▶ **WHAT YOU NEED TO DO**: How many of the lines below contain the string "bean"? Case matters, and the reply should be the number alone.

▶ **RECORDS SUPPLIED**:
● ● ●

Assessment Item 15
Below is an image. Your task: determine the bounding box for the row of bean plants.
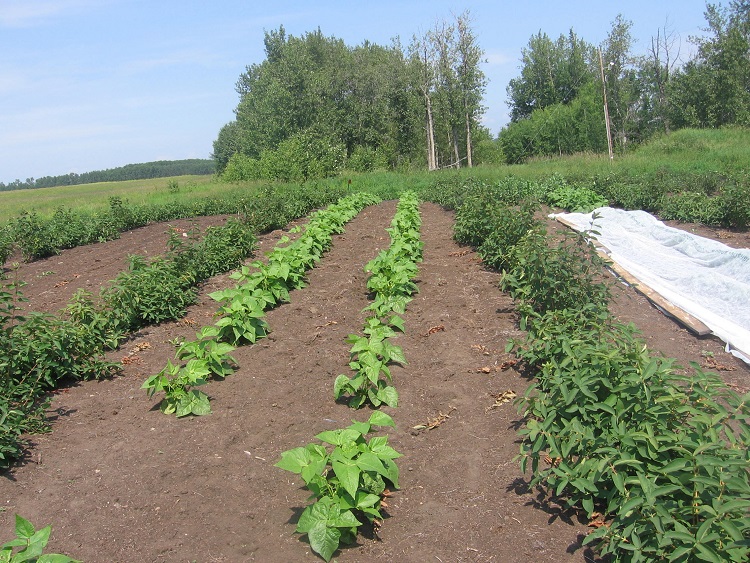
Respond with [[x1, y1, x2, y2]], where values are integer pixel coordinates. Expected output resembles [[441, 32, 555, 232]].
[[334, 192, 423, 408], [276, 192, 422, 561], [142, 193, 377, 417], [438, 180, 750, 561]]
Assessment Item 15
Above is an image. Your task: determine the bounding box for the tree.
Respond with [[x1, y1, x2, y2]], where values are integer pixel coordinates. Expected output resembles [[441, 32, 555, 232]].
[[669, 0, 750, 127], [601, 15, 641, 148], [638, 23, 680, 136], [409, 29, 438, 171], [456, 11, 487, 168], [507, 29, 596, 122]]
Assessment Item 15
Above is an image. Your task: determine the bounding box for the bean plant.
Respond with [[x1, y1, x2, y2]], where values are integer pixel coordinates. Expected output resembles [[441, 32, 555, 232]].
[[444, 175, 750, 561], [333, 192, 423, 408], [276, 411, 401, 561]]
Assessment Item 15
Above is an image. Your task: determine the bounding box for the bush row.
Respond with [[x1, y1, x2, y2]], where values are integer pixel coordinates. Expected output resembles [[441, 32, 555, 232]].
[[440, 177, 750, 561], [0, 219, 256, 466], [420, 173, 750, 229], [0, 183, 344, 263]]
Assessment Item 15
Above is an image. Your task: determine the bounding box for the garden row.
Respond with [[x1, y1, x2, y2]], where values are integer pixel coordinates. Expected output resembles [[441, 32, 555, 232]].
[[276, 192, 422, 561], [0, 183, 346, 265], [0, 194, 384, 563], [142, 193, 377, 417], [0, 189, 362, 467], [424, 178, 750, 561]]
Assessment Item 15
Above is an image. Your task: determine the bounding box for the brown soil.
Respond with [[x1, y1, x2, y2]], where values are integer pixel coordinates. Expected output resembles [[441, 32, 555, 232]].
[[0, 202, 750, 562]]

● ● ●

▶ **TASK ANSWER**: 2